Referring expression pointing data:
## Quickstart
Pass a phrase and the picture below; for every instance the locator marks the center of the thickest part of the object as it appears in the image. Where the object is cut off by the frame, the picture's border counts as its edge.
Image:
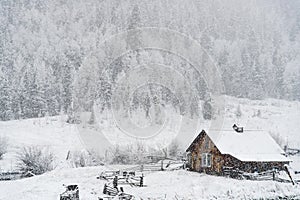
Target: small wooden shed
(249, 151)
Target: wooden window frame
(206, 160)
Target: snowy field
(159, 185)
(278, 117)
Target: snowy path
(184, 184)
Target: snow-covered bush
(207, 110)
(87, 158)
(238, 112)
(3, 146)
(35, 159)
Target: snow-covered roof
(248, 145)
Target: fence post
(141, 181)
(115, 182)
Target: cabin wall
(230, 161)
(219, 161)
(205, 145)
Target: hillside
(278, 117)
(159, 185)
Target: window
(206, 145)
(206, 160)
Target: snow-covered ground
(277, 117)
(159, 185)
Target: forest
(45, 48)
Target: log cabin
(249, 151)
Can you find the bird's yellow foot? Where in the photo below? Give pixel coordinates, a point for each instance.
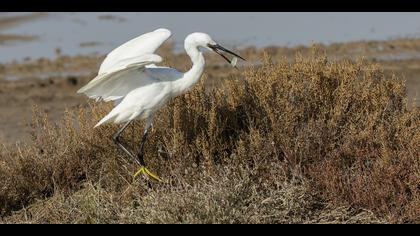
(145, 171)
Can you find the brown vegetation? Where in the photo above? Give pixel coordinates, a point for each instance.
(289, 142)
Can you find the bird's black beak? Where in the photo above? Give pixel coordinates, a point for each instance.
(218, 49)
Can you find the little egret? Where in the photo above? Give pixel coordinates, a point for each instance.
(129, 77)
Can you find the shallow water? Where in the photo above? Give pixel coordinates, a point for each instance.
(100, 32)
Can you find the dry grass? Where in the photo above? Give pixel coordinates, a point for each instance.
(301, 142)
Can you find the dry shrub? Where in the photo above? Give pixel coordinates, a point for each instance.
(285, 142)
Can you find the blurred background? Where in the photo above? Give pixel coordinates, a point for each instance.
(46, 57)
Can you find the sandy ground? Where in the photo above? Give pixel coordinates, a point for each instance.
(52, 84)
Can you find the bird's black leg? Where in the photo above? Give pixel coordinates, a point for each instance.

*About this task*: Do not include pictures. Copy only the lines running from the line with "Target: fence post" through the last line of the records, exactly as they appear.

*Answer to this exercise*:
Target: fence post
(141, 181)
(115, 182)
Target: cabin wall
(230, 161)
(219, 161)
(205, 145)
Target: hillside
(278, 117)
(159, 185)
Target: window
(206, 145)
(206, 160)
Target: snow-covered ground
(277, 117)
(159, 185)
Target: forest
(45, 48)
Target: log cabin
(249, 151)
Can you find the bird's yellow foot? Where in the photo below? Give pixel coordinates, a point for each instance.
(145, 171)
Can you find the brown vegetation? Where in the photo above? Give pixel coordinates, a point for each instance.
(289, 142)
Can you find the bird's black beak? Where in the photo above? Give pixel coordinates, a point for each instance.
(218, 49)
Can you find the little egret? Where in the photo above? Give pixel coordinates, a point for each instance.
(129, 77)
Can you find the shallow water? Where in the photo above? Give pixel coordinates, a point for each instance.
(100, 32)
Can you find the dry grass? Where in the photo above? Give pixel coordinates, a point for each instance.
(301, 142)
Can you find the dry shrub? Where in the photo above? Give pixel coordinates, a point for each instance.
(285, 142)
Can you find the blurred background? Where in the photo above? Give pixel coordinates, a point for each instance.
(46, 57)
Can you find the sandy ground? Where in the photo above? Give pixel coordinates, a point for each instance.
(52, 84)
Can you find the bird's black leg? Where in the photo above? Give pixel coordinates, a point for each instance.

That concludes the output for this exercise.